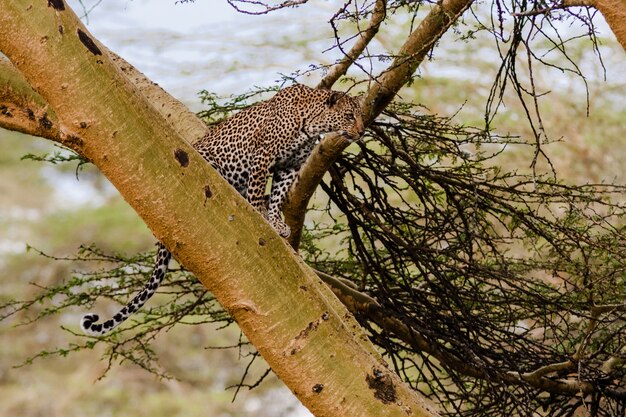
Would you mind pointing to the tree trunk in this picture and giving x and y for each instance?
(306, 335)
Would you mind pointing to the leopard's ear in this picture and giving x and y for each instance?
(334, 97)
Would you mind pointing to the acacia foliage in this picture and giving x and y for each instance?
(492, 291)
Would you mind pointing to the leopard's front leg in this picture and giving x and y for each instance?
(281, 183)
(259, 174)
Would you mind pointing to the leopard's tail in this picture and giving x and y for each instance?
(89, 321)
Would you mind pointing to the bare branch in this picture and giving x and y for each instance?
(382, 91)
(365, 37)
(264, 7)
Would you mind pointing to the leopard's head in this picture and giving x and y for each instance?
(336, 112)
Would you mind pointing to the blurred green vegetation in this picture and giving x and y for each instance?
(585, 149)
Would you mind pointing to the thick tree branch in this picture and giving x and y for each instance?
(382, 91)
(296, 323)
(22, 109)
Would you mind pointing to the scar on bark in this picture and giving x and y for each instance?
(182, 157)
(56, 4)
(88, 42)
(297, 343)
(383, 387)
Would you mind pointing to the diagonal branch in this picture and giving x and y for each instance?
(366, 36)
(22, 109)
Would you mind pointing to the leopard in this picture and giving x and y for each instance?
(269, 139)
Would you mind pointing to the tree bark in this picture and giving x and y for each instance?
(306, 335)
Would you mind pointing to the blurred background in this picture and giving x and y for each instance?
(187, 47)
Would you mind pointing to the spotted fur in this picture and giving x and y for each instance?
(274, 137)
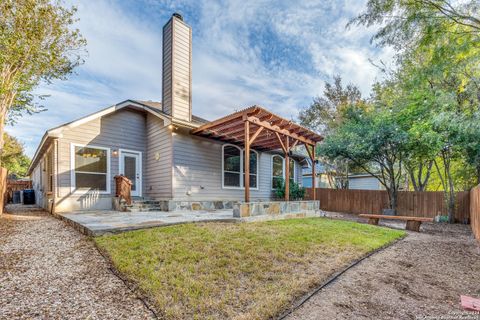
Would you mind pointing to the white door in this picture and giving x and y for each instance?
(131, 167)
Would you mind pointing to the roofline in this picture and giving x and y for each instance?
(56, 132)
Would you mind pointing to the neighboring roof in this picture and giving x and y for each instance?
(360, 175)
(319, 168)
(231, 129)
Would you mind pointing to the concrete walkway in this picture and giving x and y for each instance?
(50, 271)
(95, 223)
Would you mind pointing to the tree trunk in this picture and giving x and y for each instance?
(2, 140)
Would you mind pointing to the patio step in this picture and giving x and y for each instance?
(142, 205)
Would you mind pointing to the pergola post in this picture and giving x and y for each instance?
(287, 170)
(247, 161)
(311, 154)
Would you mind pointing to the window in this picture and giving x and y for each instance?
(292, 169)
(253, 169)
(90, 168)
(233, 167)
(278, 171)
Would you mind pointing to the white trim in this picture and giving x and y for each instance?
(283, 169)
(73, 188)
(242, 152)
(140, 168)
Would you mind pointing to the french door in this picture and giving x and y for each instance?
(131, 167)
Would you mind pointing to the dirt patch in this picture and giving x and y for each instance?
(50, 271)
(420, 276)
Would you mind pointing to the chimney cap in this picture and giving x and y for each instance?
(177, 15)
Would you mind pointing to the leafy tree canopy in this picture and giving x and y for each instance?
(37, 44)
(14, 158)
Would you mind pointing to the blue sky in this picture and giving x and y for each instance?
(277, 54)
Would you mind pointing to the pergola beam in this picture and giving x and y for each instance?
(277, 129)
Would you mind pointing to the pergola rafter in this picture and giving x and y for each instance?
(258, 128)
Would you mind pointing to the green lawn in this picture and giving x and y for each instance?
(239, 271)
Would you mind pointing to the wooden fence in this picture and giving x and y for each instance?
(3, 188)
(410, 203)
(475, 211)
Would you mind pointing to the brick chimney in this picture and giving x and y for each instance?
(177, 68)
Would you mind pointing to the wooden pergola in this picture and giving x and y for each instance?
(259, 129)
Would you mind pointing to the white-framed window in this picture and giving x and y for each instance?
(253, 169)
(233, 160)
(278, 170)
(90, 168)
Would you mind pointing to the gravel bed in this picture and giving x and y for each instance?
(50, 271)
(419, 277)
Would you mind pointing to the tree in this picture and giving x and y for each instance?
(13, 157)
(326, 112)
(324, 115)
(37, 45)
(374, 142)
(405, 24)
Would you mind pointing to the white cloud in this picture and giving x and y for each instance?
(229, 71)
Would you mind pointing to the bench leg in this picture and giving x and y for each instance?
(413, 225)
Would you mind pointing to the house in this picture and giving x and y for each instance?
(363, 181)
(168, 153)
(321, 180)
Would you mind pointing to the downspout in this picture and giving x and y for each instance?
(55, 176)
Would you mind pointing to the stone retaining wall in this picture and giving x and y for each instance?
(272, 208)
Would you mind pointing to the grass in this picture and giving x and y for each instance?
(238, 271)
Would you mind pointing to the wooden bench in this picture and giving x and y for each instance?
(413, 223)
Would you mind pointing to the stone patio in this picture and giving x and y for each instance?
(96, 223)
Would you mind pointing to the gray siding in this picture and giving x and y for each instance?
(197, 169)
(158, 169)
(167, 68)
(123, 129)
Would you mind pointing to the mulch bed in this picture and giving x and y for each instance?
(49, 270)
(420, 276)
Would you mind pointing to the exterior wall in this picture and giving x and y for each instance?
(38, 184)
(364, 183)
(320, 182)
(43, 178)
(197, 172)
(124, 129)
(158, 166)
(177, 88)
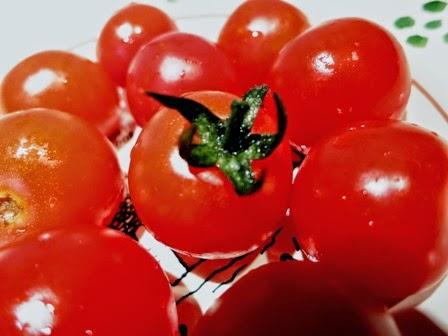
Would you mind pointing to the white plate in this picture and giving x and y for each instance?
(30, 26)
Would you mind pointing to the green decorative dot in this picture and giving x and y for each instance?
(433, 24)
(404, 22)
(434, 6)
(417, 41)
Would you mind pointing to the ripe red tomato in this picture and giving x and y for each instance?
(370, 203)
(415, 323)
(83, 281)
(173, 64)
(254, 34)
(55, 169)
(197, 210)
(188, 310)
(291, 299)
(63, 81)
(125, 33)
(342, 71)
(284, 244)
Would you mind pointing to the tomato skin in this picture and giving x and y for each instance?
(343, 71)
(175, 63)
(125, 33)
(182, 205)
(284, 242)
(188, 310)
(55, 169)
(371, 217)
(79, 280)
(254, 34)
(207, 267)
(291, 299)
(415, 323)
(63, 81)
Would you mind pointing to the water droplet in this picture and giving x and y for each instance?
(52, 201)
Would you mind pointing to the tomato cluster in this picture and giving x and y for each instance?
(211, 177)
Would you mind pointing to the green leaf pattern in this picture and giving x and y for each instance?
(421, 39)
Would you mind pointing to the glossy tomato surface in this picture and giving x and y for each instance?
(55, 170)
(83, 281)
(343, 71)
(291, 299)
(188, 310)
(254, 34)
(415, 323)
(197, 210)
(285, 243)
(173, 64)
(371, 204)
(125, 33)
(63, 81)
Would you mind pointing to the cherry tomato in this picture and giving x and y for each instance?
(342, 71)
(188, 310)
(197, 210)
(415, 323)
(291, 299)
(63, 81)
(125, 33)
(55, 170)
(175, 63)
(83, 281)
(254, 34)
(220, 270)
(285, 243)
(370, 203)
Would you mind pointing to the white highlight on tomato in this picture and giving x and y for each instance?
(262, 26)
(378, 186)
(126, 30)
(324, 63)
(41, 81)
(173, 68)
(35, 316)
(29, 149)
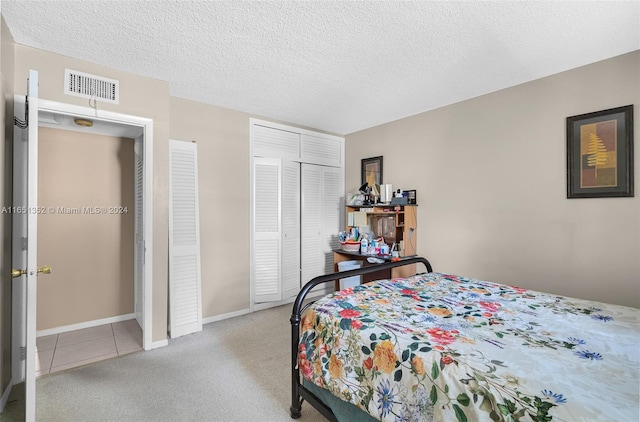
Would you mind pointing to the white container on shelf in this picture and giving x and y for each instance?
(352, 281)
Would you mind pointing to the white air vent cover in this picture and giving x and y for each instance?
(85, 85)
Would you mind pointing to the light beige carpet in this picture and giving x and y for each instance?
(234, 370)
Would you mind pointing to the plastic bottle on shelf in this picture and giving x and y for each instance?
(364, 244)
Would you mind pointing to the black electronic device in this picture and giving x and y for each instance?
(411, 196)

........

**Task to complete**
Write the entries out again word for word. Omit all pictures from them.

**Task response**
Would you mind pointing to the tree trunk in this picture and giving x and y for each instance?
(306, 335)
Would you mind pointing to the leopard's ear in this picture and giving x and y for each instance?
(334, 97)
Would you mind pointing to the acacia foliage in this picture and giving x and y for each instance?
(492, 291)
Would you mind pointing to the leopard's front leg in this picture and giving x and y for each instance?
(281, 183)
(259, 174)
Would you mind pointing to the leopard's tail in this picture and giving x and y for each instance?
(89, 321)
Would you mind pointing to the bare branch in this picture and giving x and y for each instance?
(382, 91)
(365, 37)
(264, 7)
Would you mind pointing to the leopard's head in this picture and giving x and y for each instance?
(336, 112)
Would you mind pointing to the blurred green vegetation in this picture and giving x and y for each instance?
(585, 149)
Would you mind pointing to the thick tree branch in this picture and giving x and y for each instance?
(382, 91)
(296, 323)
(22, 109)
Would you mind pointing to the scar on bark in this picture and giving x and y for each instance?
(182, 157)
(56, 4)
(88, 42)
(297, 343)
(383, 387)
Would you mind pointing to the diagonal branch in this picture and giving x and y for each instance?
(366, 36)
(22, 109)
Would you mind pointing to the leopard in this picture and giving x and y for each instance?
(269, 139)
Would you mind pointing to the tree bark in this picture and giving x and y for each instance?
(306, 335)
Would you mind pointing to the blurred background in this picture and giving x and y for each instance?
(187, 47)
Would you mind pointing to the spotted fur in this picture and giving x and y for each instance?
(274, 137)
Would you mind pointing to the white door in this picture and giving x and y for each instance?
(131, 167)
Would you mind pointing to the roofline in this picture and giving x and y for each instance?
(56, 132)
Would you mind pointing to the neighboring roof in this picture and giving x and y for each instance?
(360, 175)
(319, 168)
(231, 129)
Would you mind pointing to the concrete walkway in this picture and giving x and y for each instance?
(50, 271)
(95, 223)
Would you mind pointing to the tree trunk in this picture and giving x and y for each instance?
(2, 140)
Would you mind pointing to the patio step in this picture and giving x and y for each instance?
(142, 205)
Would you mind pointing to the pergola post in this picture and giving x and y for each instance?
(287, 170)
(247, 161)
(311, 154)
Would you mind pointing to the window in this picture and giving x and y for each instance?
(292, 169)
(253, 169)
(90, 168)
(233, 167)
(278, 171)
Would you mind pointing to the white trim in this picture and giving x and y for each instance?
(283, 169)
(73, 188)
(242, 152)
(140, 168)
Would you mind pointing to the french door in this picture and giving x and y for each instance?
(131, 167)
Would you mind pointing to the dirt patch in this picture and giving x and y for each instance?
(50, 271)
(420, 276)
Would you mind pointing to the chimney cap in this picture and giving x and y for each instance?
(177, 15)
Would you mind pointing to the leafy tree canopy in this picture and giving x and y for each instance?
(37, 44)
(14, 158)
Would you mind pointing to the blue sky in this picture and giving x and y for each instance?
(277, 54)
Would you mind pointing to the pergola beam in this picture and giving x and y for each instance?
(277, 129)
Would you mind pointing to the pergola rafter in this picture and giving x and y for each instance?
(258, 128)
Would you mind pointing to the green lawn in this picture and giving x and y for each instance?
(239, 271)
Would you mind pointing to the wooden fence in this picture and giving x and y for each instance?
(3, 188)
(410, 203)
(475, 211)
Would you mind pointing to the brick chimney in this picture and giving x and y for each instance?
(177, 68)
Would you mind pointing to the wooden pergola in this picture and giving x and y for each instance?
(259, 129)
Would you mind pointing to the white-framed window in this picture and giving x and y for each instance?
(253, 169)
(233, 160)
(278, 170)
(90, 168)
Would you mind pointing to the gravel bed in this picture and giving x and y for each instance?
(50, 271)
(419, 277)
Would you mind pointing to the tree in this picture and giving x and y for each instance?
(13, 157)
(326, 112)
(324, 115)
(37, 45)
(374, 142)
(405, 24)
Would you mind pointing to the white cloud in this picture and giving x and y for each instance?
(229, 71)
Would you mind pointing to the bench leg in this picture and giving x and y for each instance?
(413, 225)
Would you mind pointing to the house in this picture and giving x and y for each instance?
(363, 181)
(168, 153)
(321, 180)
Would you mind pointing to the downspout in this picture and giving x and y for each instance?
(55, 176)
Would you mind pointing to the stone retaining wall in this picture and giving x and y for each instance?
(272, 208)
Would you mind pointing to the grass in this picture and giving x and y for each instance?
(238, 271)
Would you mind pointing to the wooden bench in this picture and giving x and y for each instance?
(413, 223)
Would you mind pointing to the stone patio in this picture and giving x and y for each instance?
(96, 223)
Would you mind pointing to the gray siding in this picture and giving x and y for each instance?
(197, 169)
(158, 169)
(167, 68)
(123, 129)
Would you mind pointing to the mulch bed in this picture and giving x and y for each instance?
(49, 270)
(420, 276)
Would you mind pointing to the exterior wall in this picture and giving x and y for each instance?
(38, 184)
(364, 183)
(320, 182)
(43, 178)
(197, 172)
(124, 129)
(158, 166)
(177, 88)
Would you mind pointing to the white plate in this picture and giving x and y for each instance?
(30, 26)
Would you mind pointing to the green decorative dot in this picture and giving x and y for each instance?
(433, 24)
(404, 22)
(434, 6)
(417, 41)
Would you mind pointing to the ripe red tomato in this picture and giving x and y for each instance?
(370, 203)
(415, 323)
(83, 281)
(173, 64)
(254, 34)
(55, 169)
(197, 210)
(188, 310)
(291, 299)
(63, 81)
(125, 33)
(342, 71)
(284, 244)
Would you mind pointing to the tomato skin in this picture and giving x and y for each instance?
(343, 71)
(175, 63)
(125, 33)
(182, 205)
(284, 242)
(188, 310)
(55, 169)
(371, 217)
(79, 280)
(254, 34)
(207, 267)
(291, 299)
(415, 323)
(63, 81)
Would you mind pointing to the water droplet in this picture and giving x and y for each instance?
(52, 201)
Would you mind pointing to the tomato cluster in this picture and giving x and y for each instance?
(211, 177)
Would you mind pointing to the green leaf pattern in this picture and giving x and y for each instance?
(421, 39)
Would you mind pointing to the glossy tomato surface in this picture and giving x and y for each instance?
(55, 170)
(83, 281)
(343, 71)
(291, 299)
(188, 310)
(254, 34)
(415, 323)
(197, 210)
(285, 243)
(173, 64)
(371, 204)
(125, 33)
(63, 81)
Would you mind pointing to the cherry tomato in this picture and giving x and y for each instance?
(342, 71)
(188, 310)
(197, 210)
(415, 323)
(291, 299)
(63, 81)
(125, 33)
(55, 170)
(175, 63)
(83, 281)
(254, 34)
(220, 270)
(285, 243)
(370, 203)
Would you mind pointing to the white highlight on tomato in this picture and giving x and y for each instance?
(262, 26)
(378, 186)
(126, 30)
(324, 63)
(41, 81)
(173, 68)
(35, 316)
(29, 149)
Would you mind pointing to the white container on shelf in this picture and giving x and y for each instance?
(352, 281)
Would you mind pointing to the white air vent cover in this picture and giving x and y for each instance?
(85, 85)
Would you mind pointing to the light beige carpet in this picture and giving x and y for each instance?
(234, 370)
Would you mind pointing to the plastic bottle on shelf in this picture and giving x and y for each instance?
(364, 244)
Would you mind pointing to the black electronic device in this picture and giving x and y for each instance?
(411, 196)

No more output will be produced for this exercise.